== THE RECORDS

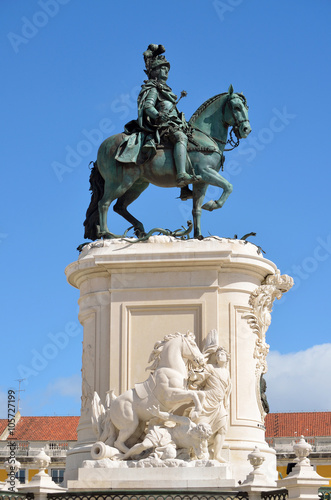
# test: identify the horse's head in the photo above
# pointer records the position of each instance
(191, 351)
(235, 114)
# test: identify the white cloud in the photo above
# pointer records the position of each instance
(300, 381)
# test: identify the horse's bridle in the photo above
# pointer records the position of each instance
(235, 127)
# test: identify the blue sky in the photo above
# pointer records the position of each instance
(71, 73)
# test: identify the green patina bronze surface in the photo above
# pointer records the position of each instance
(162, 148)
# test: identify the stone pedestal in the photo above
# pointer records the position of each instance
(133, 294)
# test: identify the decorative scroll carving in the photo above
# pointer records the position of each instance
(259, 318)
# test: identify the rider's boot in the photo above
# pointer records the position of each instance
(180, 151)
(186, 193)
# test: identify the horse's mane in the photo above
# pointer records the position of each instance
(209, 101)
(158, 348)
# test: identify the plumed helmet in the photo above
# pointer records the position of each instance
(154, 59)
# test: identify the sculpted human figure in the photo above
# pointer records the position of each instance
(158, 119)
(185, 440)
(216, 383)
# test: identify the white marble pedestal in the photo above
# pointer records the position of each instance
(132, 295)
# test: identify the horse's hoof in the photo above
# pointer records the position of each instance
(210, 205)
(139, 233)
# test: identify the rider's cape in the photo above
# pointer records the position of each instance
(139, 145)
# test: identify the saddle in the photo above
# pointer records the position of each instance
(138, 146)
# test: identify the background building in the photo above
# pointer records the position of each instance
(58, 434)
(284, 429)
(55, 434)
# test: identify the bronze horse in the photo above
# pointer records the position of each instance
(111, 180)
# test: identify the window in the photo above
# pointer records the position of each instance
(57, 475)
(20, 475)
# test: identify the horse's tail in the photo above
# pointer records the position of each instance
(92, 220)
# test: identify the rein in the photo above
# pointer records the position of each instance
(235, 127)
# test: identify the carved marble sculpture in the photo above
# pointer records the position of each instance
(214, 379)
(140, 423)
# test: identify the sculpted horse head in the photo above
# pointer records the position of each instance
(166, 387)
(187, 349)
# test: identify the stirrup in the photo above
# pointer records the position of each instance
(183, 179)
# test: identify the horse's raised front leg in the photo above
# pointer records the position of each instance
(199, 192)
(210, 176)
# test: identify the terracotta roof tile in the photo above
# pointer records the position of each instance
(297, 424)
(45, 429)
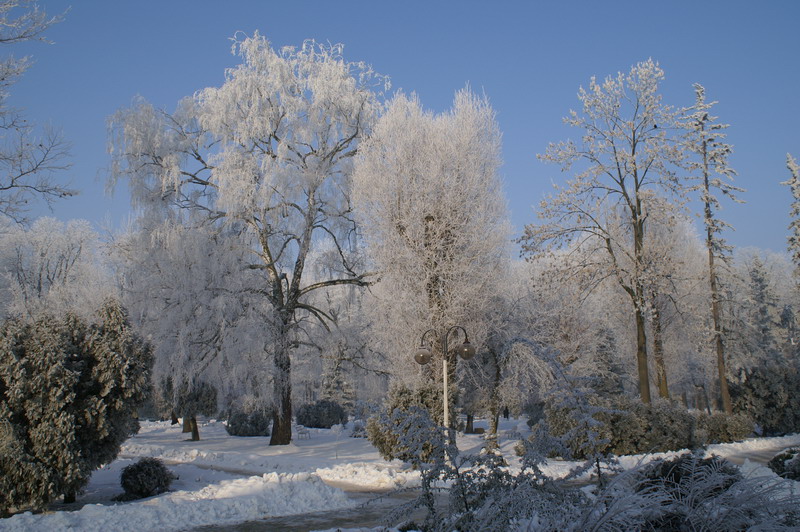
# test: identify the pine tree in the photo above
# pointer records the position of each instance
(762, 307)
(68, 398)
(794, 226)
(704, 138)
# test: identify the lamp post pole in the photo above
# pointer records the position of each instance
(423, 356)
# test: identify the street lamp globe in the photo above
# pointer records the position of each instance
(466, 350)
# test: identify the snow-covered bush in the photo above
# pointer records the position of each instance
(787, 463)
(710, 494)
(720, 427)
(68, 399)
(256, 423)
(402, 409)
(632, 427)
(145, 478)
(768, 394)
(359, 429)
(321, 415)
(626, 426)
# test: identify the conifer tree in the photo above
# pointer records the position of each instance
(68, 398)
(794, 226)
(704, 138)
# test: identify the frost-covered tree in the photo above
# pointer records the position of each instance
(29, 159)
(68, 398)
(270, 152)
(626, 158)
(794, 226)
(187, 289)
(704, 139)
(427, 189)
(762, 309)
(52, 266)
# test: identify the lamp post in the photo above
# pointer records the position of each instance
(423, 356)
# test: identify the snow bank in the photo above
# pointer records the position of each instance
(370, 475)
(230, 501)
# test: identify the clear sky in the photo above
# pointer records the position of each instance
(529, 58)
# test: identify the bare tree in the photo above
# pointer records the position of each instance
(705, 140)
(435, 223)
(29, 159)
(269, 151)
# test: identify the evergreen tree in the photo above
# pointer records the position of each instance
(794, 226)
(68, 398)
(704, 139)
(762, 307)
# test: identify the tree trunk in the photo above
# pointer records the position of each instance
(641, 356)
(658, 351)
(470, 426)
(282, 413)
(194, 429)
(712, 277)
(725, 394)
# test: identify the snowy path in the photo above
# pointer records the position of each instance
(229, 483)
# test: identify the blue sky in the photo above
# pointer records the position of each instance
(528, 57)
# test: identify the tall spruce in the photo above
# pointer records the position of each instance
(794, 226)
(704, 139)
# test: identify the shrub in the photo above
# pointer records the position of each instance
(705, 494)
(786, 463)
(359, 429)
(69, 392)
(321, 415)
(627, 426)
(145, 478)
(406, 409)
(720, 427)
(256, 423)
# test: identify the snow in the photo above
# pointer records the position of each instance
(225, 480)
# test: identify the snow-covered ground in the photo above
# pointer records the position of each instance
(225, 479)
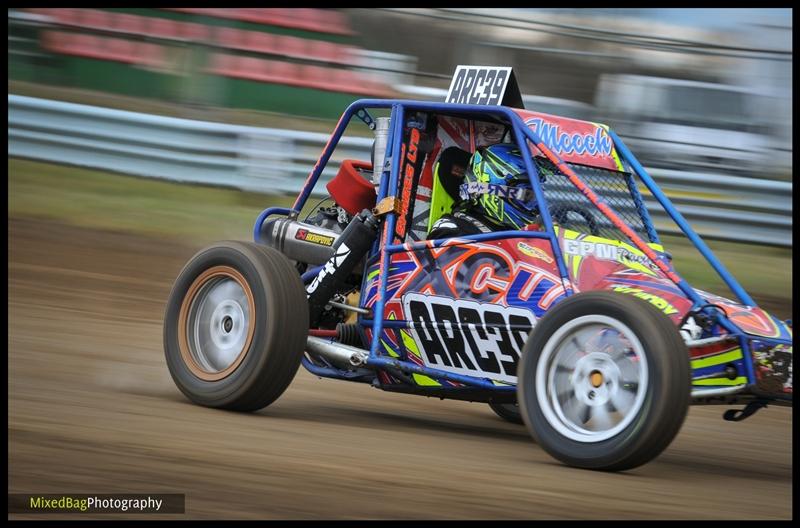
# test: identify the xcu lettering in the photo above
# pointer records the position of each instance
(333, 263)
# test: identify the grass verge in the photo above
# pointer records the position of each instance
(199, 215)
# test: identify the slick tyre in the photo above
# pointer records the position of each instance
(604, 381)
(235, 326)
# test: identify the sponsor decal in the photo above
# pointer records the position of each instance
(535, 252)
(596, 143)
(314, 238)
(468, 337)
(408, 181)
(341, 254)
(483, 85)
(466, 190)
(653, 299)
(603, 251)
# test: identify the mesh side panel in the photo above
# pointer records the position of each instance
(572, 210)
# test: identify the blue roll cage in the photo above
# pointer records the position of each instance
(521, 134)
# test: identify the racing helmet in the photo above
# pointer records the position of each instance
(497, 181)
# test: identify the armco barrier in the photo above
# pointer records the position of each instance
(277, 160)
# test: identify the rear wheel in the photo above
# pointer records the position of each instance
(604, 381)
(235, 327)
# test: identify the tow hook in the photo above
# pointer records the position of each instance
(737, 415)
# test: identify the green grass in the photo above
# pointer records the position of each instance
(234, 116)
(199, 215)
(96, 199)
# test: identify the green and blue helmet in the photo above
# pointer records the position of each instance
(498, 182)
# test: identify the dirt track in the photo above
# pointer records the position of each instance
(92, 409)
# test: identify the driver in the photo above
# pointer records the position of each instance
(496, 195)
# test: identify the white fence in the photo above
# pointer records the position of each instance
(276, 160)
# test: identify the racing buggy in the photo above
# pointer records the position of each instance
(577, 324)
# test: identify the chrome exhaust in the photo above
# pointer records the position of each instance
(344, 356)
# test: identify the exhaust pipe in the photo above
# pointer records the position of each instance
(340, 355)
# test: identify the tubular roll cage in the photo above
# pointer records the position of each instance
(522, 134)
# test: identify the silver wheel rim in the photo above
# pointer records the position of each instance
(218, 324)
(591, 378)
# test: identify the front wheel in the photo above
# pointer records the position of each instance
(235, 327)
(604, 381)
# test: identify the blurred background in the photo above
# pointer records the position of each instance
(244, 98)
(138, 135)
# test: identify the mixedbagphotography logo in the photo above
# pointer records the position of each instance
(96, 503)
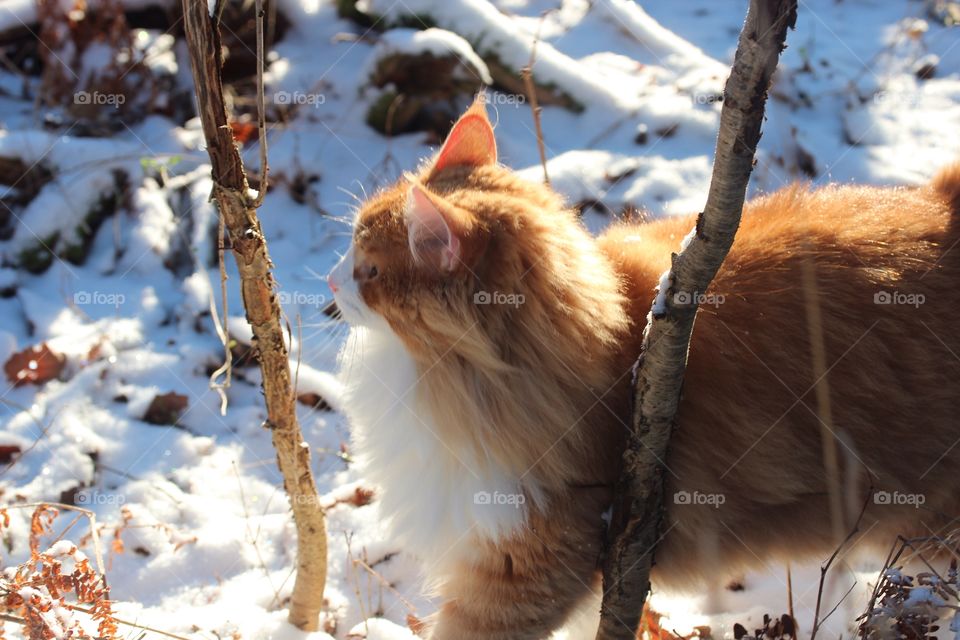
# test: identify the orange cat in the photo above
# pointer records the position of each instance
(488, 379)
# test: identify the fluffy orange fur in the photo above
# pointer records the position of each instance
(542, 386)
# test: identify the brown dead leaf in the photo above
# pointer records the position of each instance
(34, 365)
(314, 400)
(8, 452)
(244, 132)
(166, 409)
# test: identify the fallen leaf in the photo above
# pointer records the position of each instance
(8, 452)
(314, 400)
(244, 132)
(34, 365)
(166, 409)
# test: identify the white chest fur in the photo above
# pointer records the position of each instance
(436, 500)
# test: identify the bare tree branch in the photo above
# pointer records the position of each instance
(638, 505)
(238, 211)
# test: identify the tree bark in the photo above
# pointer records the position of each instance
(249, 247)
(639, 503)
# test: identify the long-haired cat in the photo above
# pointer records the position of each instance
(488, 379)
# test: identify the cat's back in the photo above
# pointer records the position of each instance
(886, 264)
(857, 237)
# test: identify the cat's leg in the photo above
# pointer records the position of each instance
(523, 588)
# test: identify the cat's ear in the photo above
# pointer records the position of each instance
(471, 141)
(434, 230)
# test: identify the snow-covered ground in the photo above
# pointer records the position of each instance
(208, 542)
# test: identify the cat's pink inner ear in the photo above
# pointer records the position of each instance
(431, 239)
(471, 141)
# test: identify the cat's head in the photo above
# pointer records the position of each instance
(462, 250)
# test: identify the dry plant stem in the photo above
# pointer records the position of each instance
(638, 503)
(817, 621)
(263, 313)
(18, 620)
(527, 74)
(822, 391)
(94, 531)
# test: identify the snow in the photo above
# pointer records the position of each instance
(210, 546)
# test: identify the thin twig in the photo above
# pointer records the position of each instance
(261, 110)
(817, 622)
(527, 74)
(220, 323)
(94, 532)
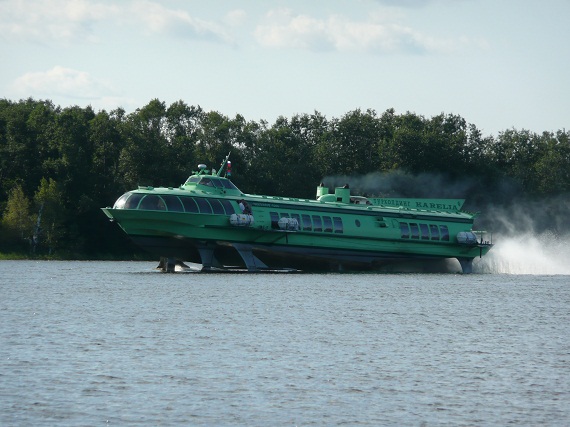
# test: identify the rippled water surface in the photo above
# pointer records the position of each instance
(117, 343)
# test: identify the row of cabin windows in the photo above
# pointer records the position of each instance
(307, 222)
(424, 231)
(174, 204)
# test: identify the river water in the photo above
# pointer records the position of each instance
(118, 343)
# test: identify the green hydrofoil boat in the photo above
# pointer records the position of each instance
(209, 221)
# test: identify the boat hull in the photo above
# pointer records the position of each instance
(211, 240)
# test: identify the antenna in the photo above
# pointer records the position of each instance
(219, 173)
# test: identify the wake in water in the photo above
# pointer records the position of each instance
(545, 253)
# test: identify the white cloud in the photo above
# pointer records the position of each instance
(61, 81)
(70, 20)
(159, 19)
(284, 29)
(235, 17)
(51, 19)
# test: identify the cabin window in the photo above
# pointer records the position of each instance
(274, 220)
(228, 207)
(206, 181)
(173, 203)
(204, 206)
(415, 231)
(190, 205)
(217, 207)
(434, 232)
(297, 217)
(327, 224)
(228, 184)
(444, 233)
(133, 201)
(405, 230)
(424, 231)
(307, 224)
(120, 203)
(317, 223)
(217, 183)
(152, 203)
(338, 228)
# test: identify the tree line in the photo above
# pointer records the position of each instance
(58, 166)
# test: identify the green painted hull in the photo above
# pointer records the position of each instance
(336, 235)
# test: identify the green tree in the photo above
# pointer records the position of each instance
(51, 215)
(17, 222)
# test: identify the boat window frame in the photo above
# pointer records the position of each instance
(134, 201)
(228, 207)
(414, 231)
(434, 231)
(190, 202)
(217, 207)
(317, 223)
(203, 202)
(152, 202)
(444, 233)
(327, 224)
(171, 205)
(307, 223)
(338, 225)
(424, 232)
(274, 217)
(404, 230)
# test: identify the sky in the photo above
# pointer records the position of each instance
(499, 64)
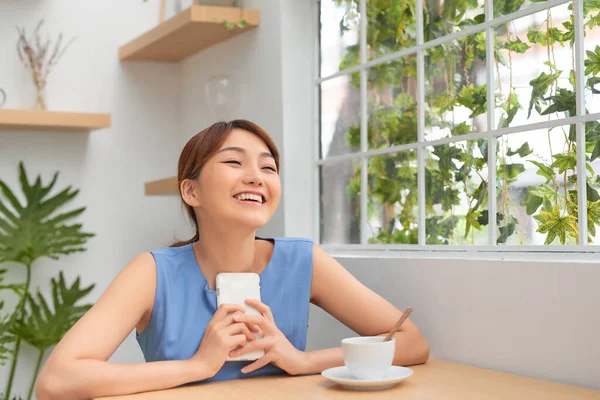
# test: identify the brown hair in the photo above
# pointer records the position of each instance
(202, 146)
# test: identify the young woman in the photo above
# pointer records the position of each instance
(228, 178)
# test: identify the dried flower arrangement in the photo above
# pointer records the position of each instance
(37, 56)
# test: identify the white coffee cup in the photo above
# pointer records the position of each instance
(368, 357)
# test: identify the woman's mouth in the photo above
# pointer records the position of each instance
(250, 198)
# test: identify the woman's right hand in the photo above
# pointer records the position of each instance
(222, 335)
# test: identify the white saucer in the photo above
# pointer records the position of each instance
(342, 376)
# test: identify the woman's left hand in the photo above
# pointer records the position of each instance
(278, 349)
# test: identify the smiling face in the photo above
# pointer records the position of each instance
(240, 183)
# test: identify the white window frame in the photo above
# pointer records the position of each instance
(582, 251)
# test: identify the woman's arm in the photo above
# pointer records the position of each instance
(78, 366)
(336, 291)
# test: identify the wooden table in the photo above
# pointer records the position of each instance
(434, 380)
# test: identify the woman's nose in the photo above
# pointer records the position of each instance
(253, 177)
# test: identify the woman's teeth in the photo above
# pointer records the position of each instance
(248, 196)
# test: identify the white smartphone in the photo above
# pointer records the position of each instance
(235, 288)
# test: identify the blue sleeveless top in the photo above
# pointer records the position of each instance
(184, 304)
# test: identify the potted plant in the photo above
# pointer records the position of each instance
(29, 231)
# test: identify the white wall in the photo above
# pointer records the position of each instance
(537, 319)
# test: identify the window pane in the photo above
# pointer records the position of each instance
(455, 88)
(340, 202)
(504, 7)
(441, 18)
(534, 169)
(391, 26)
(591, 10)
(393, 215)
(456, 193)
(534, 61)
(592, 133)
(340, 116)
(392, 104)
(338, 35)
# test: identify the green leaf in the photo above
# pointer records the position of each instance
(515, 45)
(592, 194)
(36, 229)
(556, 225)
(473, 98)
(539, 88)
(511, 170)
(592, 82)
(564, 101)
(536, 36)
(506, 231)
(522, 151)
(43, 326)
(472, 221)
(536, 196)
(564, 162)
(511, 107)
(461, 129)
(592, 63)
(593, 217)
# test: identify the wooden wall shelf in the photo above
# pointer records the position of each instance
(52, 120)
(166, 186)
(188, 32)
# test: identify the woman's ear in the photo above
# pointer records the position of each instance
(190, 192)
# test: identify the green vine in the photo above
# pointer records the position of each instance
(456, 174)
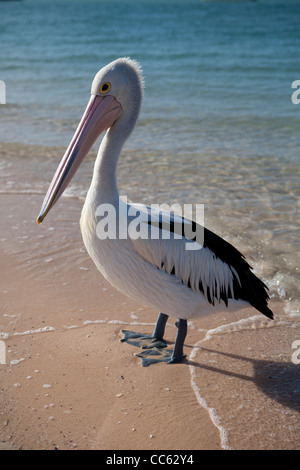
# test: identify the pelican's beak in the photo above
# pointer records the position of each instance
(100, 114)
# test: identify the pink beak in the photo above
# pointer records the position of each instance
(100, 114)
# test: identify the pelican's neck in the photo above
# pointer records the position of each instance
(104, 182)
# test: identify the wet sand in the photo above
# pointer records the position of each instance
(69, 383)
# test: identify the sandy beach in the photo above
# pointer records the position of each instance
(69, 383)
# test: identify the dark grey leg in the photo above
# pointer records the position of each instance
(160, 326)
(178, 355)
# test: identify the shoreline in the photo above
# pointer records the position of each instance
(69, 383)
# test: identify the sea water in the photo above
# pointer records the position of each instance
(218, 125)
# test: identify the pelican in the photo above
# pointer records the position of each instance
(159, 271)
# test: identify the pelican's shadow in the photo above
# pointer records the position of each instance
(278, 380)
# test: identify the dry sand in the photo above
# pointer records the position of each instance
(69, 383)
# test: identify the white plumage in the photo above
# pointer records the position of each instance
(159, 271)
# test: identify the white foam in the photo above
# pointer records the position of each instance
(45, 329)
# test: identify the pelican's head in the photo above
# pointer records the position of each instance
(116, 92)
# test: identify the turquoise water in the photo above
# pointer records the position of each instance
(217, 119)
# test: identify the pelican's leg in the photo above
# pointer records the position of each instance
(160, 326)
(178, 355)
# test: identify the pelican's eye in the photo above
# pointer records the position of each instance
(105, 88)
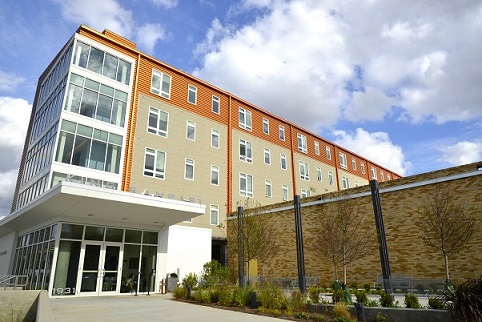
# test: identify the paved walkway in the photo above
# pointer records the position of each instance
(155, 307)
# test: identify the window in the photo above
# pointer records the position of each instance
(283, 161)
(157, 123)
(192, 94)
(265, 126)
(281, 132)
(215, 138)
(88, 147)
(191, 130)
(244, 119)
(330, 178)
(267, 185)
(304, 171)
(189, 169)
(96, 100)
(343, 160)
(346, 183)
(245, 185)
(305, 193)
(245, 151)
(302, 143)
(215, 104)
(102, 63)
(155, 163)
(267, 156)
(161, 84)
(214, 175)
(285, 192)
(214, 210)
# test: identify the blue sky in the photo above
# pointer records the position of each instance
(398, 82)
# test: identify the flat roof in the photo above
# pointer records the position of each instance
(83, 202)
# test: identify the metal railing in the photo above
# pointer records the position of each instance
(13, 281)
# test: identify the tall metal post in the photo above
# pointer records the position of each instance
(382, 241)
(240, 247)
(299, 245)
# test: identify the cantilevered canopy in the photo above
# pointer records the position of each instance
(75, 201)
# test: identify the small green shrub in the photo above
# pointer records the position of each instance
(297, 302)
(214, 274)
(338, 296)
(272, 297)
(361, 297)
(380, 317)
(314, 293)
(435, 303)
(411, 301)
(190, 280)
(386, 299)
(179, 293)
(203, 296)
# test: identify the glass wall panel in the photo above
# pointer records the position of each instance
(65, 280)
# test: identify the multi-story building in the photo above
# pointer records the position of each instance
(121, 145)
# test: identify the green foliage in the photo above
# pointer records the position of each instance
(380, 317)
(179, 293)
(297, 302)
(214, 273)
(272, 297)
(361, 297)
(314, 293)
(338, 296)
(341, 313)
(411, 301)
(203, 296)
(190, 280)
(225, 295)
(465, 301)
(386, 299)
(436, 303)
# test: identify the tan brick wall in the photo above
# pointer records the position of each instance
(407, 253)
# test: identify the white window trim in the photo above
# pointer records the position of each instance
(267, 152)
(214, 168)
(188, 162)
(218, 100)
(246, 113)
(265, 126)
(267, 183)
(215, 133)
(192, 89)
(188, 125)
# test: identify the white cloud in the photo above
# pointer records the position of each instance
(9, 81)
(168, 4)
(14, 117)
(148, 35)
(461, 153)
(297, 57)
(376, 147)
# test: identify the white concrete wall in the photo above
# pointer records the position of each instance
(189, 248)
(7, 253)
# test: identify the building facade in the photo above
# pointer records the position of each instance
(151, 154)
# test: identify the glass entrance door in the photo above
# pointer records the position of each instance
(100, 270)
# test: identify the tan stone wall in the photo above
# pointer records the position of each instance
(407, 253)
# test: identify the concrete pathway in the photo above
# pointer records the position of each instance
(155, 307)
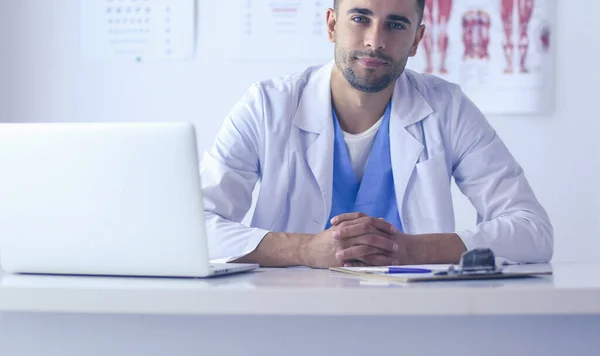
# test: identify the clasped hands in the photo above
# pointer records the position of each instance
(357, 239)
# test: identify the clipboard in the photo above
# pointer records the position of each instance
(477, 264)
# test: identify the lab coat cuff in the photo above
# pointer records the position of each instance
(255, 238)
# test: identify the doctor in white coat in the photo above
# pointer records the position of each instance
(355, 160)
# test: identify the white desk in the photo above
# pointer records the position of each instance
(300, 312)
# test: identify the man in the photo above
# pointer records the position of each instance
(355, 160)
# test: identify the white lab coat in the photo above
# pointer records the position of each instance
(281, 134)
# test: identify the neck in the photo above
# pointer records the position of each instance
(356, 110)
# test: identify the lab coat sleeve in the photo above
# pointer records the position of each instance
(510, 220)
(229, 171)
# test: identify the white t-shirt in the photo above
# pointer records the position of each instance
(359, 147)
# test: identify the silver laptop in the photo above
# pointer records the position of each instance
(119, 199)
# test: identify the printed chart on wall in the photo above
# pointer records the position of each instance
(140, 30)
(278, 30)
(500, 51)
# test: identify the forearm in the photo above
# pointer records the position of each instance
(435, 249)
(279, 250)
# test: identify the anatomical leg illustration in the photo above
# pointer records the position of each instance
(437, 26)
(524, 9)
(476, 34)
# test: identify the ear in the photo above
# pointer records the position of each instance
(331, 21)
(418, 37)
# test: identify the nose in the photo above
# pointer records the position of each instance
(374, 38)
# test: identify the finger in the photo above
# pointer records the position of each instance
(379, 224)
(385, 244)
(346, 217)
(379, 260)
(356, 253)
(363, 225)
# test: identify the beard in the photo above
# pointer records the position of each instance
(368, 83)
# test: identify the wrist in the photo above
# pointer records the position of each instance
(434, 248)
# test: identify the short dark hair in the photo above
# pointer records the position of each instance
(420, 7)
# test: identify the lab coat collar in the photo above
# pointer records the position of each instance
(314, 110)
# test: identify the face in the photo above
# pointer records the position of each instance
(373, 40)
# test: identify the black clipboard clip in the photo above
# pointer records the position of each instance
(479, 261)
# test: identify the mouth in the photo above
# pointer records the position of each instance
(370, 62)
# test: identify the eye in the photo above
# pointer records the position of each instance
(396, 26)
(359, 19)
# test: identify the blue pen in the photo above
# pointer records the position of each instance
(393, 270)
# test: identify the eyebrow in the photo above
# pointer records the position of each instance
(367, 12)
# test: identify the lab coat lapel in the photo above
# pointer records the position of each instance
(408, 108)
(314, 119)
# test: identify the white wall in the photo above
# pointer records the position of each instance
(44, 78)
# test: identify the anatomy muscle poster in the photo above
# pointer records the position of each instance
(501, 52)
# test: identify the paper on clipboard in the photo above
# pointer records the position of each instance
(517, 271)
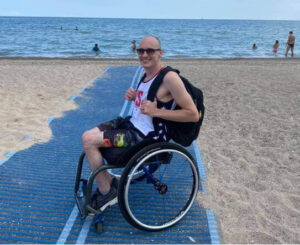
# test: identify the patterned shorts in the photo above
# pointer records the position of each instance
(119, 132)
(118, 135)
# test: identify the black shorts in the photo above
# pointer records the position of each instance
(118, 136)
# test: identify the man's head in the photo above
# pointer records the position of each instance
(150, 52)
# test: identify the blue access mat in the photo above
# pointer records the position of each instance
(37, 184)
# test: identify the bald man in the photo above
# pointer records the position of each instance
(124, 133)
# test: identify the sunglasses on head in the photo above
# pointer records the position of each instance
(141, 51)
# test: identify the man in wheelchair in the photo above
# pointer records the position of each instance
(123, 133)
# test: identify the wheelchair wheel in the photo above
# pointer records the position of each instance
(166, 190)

====

> [GIVEN PROBLEM] Repeat only the lines running from the line that contains "# test: identify the blue access" through the last line above, inclusive.

> [RESULT OF THE TASK]
# test: identify the blue access mat in the photo above
# pointer records the position of each instance
(37, 184)
# test: identify the bald man in the photo above
# pointer records the position of each instance
(124, 133)
# test: identify the sunglasses on head in the photo above
# pointer records the position of each instance
(141, 51)
# test: identify the man in wheelchair in the photo above
# pointer records the position of each instance
(123, 133)
# test: identify the wheelchair wheel in the photo above
# pointer records the position of each instance
(166, 190)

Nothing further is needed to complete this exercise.